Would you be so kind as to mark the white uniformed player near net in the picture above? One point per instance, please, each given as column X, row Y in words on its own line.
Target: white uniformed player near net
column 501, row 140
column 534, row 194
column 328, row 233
###
Please set down the entire listing once more, exactly as it stands.

Would you be so kind as to mark the white uniformed player near net in the picture above? One point per instance, please, each given as column X, row Y in words on its own line.
Target: white uniformed player near net
column 501, row 140
column 534, row 194
column 328, row 233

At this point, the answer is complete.